→ **Task goal**: In the court report, where was the woman remanded in custody after Wakari Hospital proved full?

Start of Passage provided

The 43-year-old appeared in the Dunedin District Court yesterday when concerns for her mental health were raised.
After an assessment by forensic staff in the court's cells, Judge Kevin Phillips expressed a desire to have the defendant remanded to Wakari Hospital.
But it was full.
The judge said he had no choice but to remand the woman in custody (to Christchurch Women's Prison), pending her next court appearance on September 10.
Southern District Health Board (SDHB) mental health general manager Louise Travers said forensic services in Canterbury would ''be able to provide input'' if they were required.
She confirmed Ward 9A - the forensic ward at Wakari Hospital where remand patients were housed - was full.
''Ward 9A usually has a waitlist of one to two people prioritised for admission at most times. These people are usually in the Otago Correctional Facility (OCF) and may be treated in the OCF Intervention and Support Unit if necessary until a bed on Ward 9A is available.
''Southern DHB Forensic staff can continue to assess and make recommendations on treatment,'' Ms Travers said.
OCF only accommodates male prisoners.
Judge Phillips ordered the defendant be assessed for fitness to stand trial and insanity while she was in custody.
He said he wanted to make it ''very, very clear'' the preliminary reports must be completed in the next two weeks.
It is alleged on Saturday, the woman took an axe to Thirsty Liquor in Hillside Rd where she stole two boxes of Woodstock bourbon and a packet of cigarettes at a total value of $83.50.

End of Passage provided
Start of Raw data

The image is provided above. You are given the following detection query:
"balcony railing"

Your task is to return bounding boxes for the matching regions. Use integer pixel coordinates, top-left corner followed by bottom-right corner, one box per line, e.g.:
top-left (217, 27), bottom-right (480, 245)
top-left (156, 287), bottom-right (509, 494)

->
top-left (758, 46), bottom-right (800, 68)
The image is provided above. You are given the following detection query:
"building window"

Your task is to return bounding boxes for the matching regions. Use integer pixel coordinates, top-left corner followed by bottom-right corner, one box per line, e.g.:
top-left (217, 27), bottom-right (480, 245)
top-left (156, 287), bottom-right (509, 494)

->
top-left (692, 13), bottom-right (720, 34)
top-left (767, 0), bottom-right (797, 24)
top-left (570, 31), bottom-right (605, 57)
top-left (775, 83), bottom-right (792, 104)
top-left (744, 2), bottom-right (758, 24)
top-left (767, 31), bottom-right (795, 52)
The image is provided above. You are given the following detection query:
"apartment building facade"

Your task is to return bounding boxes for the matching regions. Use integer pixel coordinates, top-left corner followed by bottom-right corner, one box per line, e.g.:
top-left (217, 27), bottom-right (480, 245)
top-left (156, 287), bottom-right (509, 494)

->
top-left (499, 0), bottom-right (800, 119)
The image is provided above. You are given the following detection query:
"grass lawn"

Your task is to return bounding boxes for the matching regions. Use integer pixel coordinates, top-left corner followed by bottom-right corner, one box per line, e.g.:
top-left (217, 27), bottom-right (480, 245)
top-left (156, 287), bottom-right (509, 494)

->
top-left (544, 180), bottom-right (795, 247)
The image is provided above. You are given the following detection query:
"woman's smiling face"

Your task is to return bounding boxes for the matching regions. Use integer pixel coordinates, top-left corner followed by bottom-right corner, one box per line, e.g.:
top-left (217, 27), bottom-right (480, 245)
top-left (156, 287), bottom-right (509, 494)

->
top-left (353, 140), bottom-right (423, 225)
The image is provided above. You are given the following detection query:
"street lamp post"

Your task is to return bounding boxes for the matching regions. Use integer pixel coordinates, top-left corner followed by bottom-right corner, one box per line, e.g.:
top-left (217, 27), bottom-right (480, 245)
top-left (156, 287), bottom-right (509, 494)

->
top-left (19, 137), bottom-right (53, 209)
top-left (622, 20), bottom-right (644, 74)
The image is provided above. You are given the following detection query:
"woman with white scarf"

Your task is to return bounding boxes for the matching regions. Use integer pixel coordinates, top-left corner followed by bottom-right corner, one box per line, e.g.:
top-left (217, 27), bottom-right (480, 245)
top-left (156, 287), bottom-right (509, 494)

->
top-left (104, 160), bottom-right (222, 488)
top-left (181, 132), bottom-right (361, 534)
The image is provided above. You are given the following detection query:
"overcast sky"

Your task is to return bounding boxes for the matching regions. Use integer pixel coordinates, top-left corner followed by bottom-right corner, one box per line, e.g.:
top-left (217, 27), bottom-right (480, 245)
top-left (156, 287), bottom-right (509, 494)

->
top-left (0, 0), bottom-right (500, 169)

End of Raw data

→ **Answer to this problem**: Christchurch Women's Prison